> Problem to solve: Recast every line of the entries below as a JSON list of strings, one string per line, leaving out blank lines and the pictures.

> Records for processing:
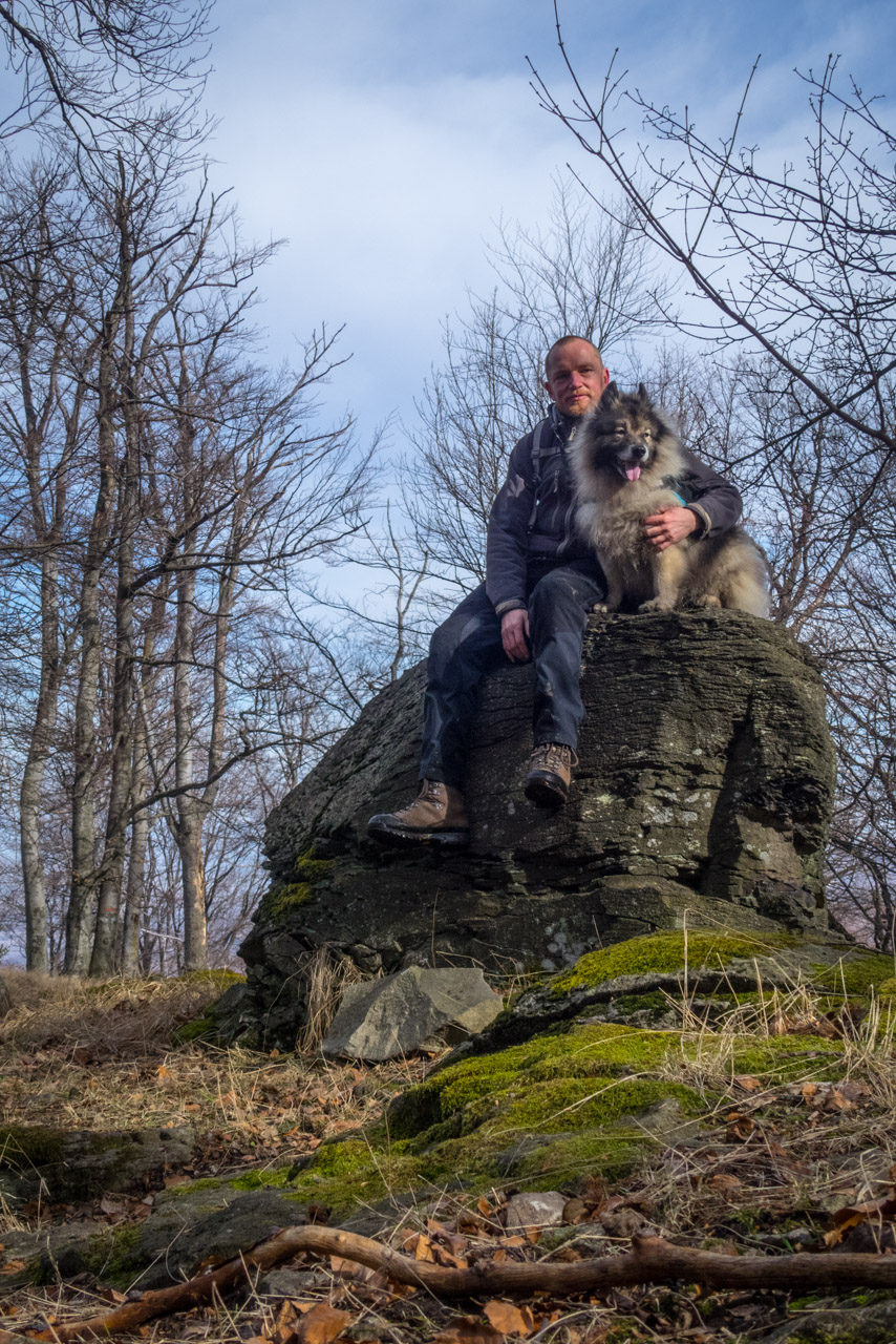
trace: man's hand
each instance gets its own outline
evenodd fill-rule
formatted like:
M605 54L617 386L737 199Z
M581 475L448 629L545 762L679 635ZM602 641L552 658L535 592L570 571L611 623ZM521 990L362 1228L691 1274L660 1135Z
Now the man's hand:
M501 617L501 644L510 663L528 663L529 613L521 606L505 612Z
M674 546L682 536L696 532L699 519L693 509L672 504L669 508L661 509L660 513L652 513L650 517L646 517L643 526L654 551L665 551L668 546Z

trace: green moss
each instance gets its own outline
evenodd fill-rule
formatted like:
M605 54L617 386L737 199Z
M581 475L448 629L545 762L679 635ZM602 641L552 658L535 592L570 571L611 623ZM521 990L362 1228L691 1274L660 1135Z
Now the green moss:
M735 957L764 957L778 948L795 943L789 934L731 934L731 933L658 933L630 938L600 952L590 952L575 966L556 977L552 993L556 997L572 989L602 985L618 976L639 976L649 972L670 973L700 966L724 966Z
M292 1167L265 1167L259 1171L243 1172L230 1185L232 1189L282 1189L290 1185Z
M872 989L893 982L893 958L879 952L838 961L836 966L815 966L817 984L833 993L866 997Z
M333 867L332 859L316 859L314 847L309 845L293 866L293 882L275 882L262 896L262 913L271 919L282 919L290 910L308 905L314 899L313 888L326 878Z
M670 1003L666 995L661 989L654 989L647 995L619 995L618 999L613 1000L613 1007L623 1017L631 1017L635 1012L649 1013L652 1017L660 1017L669 1012Z
M654 1078L563 1078L549 1083L532 1086L525 1082L519 1089L509 1089L501 1098L497 1116L482 1118L482 1132L489 1134L513 1130L557 1134L566 1130L595 1129L613 1125L623 1116L637 1114L674 1097L682 1110L696 1114L701 1101L690 1089L681 1083L670 1083ZM489 1098L490 1101L490 1098ZM480 1106L470 1107L470 1128L474 1126ZM492 1105L492 1111L494 1106Z
M180 1027L176 1027L171 1034L171 1040L173 1046L187 1046L191 1040L199 1040L201 1036L214 1036L214 1017L195 1017L192 1021L184 1021Z
M224 1181L216 1176L200 1176L199 1180L184 1181L183 1185L171 1185L167 1195L169 1199L177 1199L180 1195L195 1195L197 1189L220 1189L223 1184Z
M607 1183L622 1180L643 1163L652 1146L639 1130L564 1137L520 1157L513 1167L513 1181L571 1189L586 1176L600 1176Z
M230 966L214 966L208 970L187 970L179 978L188 985L208 985L210 989L216 989L219 993L230 989L231 985L242 985L246 981L246 976L242 976L238 970L231 970Z
M64 1132L48 1125L0 1125L0 1167L50 1167L64 1159Z
M506 1099L517 1086L656 1068L680 1040L677 1032L637 1031L617 1023L533 1036L523 1046L477 1055L433 1074L394 1102L384 1124L392 1138L410 1138L480 1098Z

> Correct result:
[
  "trace: man's hand",
  "each instance gets its own outline",
  "evenodd fill-rule",
  "formatted like:",
  "M605 54L617 386L737 199Z",
  "M581 475L448 629L545 762L679 635ZM602 641L552 658L535 592L570 571L611 623ZM521 990L362 1228L691 1274L660 1135Z",
  "Now the man's hand:",
  "M501 617L501 644L510 663L528 663L529 613L521 606L505 612Z",
  "M674 546L682 536L696 532L699 519L693 509L672 504L669 508L661 509L660 513L652 513L650 517L646 517L643 526L654 551L665 551L668 546Z",
  "trace: green moss",
  "each instance gets its own outline",
  "evenodd fill-rule",
  "formatted like:",
  "M605 54L617 386L737 199Z",
  "M581 475L448 629L545 762L679 635ZM602 641L552 658L535 592L570 571L611 623ZM521 990L362 1228L691 1274L660 1135Z",
  "Now the green moss:",
  "M735 957L764 957L778 948L795 943L789 934L731 934L731 933L658 933L630 938L600 952L590 952L575 966L556 977L552 993L556 997L572 989L602 985L618 976L639 976L649 972L670 973L700 966L724 966Z",
  "M292 1167L265 1167L259 1171L243 1172L230 1185L232 1189L282 1189L290 1185Z",
  "M872 989L893 982L893 958L879 952L838 961L836 966L815 966L817 984L833 993L866 997Z",
  "M333 867L332 859L316 859L314 847L309 845L293 866L293 882L275 882L262 896L262 913L271 919L282 919L290 910L308 905L314 899L313 888L326 878Z",
  "M670 1003L666 995L661 989L654 989L647 995L619 995L618 999L613 1000L613 1007L623 1017L631 1017L635 1012L649 1013L652 1017L660 1017L669 1012Z",
  "M654 1078L563 1078L549 1083L532 1086L525 1082L519 1089L509 1089L501 1098L497 1116L482 1118L482 1132L489 1134L513 1130L557 1134L566 1130L595 1129L613 1125L623 1116L637 1114L674 1097L682 1110L696 1114L701 1101L690 1089L681 1083L670 1083ZM489 1098L490 1101L490 1098ZM480 1106L470 1107L470 1128L474 1126ZM492 1105L492 1111L494 1106Z",
  "M180 1027L176 1027L171 1034L171 1040L173 1046L187 1046L191 1040L199 1040L201 1036L214 1036L214 1017L195 1017L192 1021L184 1021Z",
  "M224 1181L216 1176L200 1176L199 1180L184 1181L183 1185L171 1185L167 1195L169 1199L177 1199L180 1195L195 1195L197 1189L220 1189L223 1184Z",
  "M607 1183L622 1180L643 1163L652 1146L639 1130L564 1137L520 1157L513 1167L513 1181L571 1189L586 1176L600 1176Z",
  "M230 966L214 966L208 970L187 970L179 978L188 985L208 985L210 989L216 989L219 993L230 989L231 985L242 985L246 981L246 976L242 976L238 970L231 970Z",
  "M64 1132L48 1125L0 1125L0 1167L50 1167L64 1159Z",
  "M506 1099L517 1086L656 1068L680 1040L677 1032L637 1031L617 1023L533 1036L523 1046L477 1055L433 1074L394 1102L384 1124L392 1138L410 1138L480 1098Z"
]